__TASK REQUIREMENTS__:
Can you rewrite every row from the line that contains "Please provide the mask of every instance of the yellow talon." through the line that contains "162 87 L 154", adding 18 to each coordinate in the answer outlines? Keep all other text and numbers in those lines unchanged.

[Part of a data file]
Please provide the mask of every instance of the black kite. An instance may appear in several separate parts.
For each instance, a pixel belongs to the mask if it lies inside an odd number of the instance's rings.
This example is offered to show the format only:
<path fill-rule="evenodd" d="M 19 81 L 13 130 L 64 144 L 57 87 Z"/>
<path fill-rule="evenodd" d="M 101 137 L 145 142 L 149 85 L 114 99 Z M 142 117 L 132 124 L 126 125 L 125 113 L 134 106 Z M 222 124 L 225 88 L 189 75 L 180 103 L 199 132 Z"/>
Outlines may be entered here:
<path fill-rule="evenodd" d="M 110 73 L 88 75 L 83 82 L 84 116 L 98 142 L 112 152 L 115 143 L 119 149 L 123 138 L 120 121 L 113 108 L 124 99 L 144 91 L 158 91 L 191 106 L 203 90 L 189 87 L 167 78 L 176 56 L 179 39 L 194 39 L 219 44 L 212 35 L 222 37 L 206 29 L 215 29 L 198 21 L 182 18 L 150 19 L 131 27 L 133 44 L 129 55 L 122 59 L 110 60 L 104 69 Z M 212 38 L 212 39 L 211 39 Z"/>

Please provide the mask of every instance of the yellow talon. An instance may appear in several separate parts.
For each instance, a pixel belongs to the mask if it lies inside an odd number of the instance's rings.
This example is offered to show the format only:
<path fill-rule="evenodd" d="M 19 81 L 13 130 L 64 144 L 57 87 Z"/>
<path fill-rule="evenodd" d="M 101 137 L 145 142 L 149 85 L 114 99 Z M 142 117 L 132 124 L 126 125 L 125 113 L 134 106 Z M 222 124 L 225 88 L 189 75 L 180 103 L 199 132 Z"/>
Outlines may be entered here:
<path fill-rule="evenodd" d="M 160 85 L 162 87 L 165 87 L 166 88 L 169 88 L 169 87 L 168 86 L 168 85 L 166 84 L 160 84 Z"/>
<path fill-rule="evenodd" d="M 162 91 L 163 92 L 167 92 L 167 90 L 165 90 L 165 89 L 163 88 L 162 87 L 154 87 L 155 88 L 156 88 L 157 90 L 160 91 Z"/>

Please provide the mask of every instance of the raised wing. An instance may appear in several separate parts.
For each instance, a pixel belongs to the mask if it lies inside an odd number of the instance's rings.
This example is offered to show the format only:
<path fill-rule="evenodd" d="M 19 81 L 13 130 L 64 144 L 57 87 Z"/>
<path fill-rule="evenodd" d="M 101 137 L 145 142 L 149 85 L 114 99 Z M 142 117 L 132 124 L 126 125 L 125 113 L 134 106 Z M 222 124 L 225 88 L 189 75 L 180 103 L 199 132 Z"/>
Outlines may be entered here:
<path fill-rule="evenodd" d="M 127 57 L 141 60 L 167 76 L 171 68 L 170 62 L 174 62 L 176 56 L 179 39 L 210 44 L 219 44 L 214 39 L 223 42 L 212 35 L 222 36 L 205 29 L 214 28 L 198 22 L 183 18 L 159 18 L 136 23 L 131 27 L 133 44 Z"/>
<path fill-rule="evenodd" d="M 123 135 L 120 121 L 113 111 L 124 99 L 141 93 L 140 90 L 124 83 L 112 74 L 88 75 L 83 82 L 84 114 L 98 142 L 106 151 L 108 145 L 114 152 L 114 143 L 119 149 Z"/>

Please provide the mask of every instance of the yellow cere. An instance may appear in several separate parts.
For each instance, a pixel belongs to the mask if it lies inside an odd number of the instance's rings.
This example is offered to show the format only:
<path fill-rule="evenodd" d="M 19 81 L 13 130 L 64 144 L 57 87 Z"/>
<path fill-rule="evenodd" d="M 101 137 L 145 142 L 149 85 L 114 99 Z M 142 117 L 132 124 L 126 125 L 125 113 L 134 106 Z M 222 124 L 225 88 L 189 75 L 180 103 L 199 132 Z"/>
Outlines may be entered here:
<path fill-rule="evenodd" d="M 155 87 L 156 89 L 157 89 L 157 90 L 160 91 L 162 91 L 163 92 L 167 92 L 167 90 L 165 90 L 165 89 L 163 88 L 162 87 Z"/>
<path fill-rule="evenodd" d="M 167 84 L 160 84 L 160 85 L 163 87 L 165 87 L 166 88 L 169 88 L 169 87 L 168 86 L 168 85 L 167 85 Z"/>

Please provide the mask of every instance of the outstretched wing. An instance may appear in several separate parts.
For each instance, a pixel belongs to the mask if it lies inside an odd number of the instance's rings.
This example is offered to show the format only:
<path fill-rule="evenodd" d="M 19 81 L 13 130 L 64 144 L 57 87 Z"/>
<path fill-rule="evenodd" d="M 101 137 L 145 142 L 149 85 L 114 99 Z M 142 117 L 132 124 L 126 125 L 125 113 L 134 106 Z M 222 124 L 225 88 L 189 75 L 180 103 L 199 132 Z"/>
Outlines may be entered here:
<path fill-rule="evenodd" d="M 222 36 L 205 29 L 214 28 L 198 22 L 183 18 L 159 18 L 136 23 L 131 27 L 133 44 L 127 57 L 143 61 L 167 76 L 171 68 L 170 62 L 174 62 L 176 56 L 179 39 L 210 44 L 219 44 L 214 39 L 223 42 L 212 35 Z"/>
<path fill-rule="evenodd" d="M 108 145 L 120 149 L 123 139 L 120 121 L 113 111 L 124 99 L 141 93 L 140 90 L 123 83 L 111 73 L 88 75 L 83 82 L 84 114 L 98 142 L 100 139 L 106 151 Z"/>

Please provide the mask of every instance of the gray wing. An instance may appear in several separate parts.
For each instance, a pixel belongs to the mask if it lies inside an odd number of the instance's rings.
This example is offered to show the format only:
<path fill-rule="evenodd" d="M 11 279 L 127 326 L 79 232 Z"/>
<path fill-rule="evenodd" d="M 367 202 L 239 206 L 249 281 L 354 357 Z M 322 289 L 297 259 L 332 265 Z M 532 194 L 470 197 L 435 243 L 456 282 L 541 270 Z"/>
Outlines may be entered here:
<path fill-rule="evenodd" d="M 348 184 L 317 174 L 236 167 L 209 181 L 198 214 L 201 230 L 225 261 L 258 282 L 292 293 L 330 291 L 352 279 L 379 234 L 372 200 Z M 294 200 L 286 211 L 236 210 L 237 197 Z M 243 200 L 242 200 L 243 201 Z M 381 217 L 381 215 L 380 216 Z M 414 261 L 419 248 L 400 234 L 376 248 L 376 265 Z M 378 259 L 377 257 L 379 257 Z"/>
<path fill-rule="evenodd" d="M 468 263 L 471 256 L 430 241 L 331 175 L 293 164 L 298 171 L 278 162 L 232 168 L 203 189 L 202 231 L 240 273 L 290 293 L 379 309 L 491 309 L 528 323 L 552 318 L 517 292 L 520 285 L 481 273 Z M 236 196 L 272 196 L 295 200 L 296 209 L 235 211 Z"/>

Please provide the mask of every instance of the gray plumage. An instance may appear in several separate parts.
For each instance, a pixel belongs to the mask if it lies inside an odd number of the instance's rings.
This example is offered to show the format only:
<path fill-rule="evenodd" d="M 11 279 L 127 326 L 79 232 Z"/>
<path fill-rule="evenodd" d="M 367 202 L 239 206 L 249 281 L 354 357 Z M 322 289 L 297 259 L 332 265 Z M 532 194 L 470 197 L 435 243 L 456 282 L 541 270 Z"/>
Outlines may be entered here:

__EXPECTED ANSWER__:
Please provide the mask of every instance of the yellow talon. An instance may appear in several separate parts.
For each instance, a pixel belongs to the mask if it lies inside an odd number of the instance's rings.
This example is offered to show the format only:
<path fill-rule="evenodd" d="M 19 81 L 13 130 L 64 144 L 57 87 Z"/>
<path fill-rule="evenodd" d="M 101 137 L 145 142 L 149 85 L 114 99 Z M 142 117 L 132 124 L 126 125 L 125 113 L 134 106 Z M 222 124 L 225 88 L 189 75 L 180 103 L 199 132 Z"/>
Outlines may be entered here:
<path fill-rule="evenodd" d="M 178 103 L 180 105 L 183 105 L 184 106 L 187 106 L 187 105 L 186 104 L 186 103 L 184 102 L 178 102 Z"/>
<path fill-rule="evenodd" d="M 180 109 L 181 110 L 185 110 L 185 108 L 183 108 L 183 107 L 181 106 L 180 105 L 172 105 L 173 106 L 174 106 L 175 108 L 178 109 Z"/>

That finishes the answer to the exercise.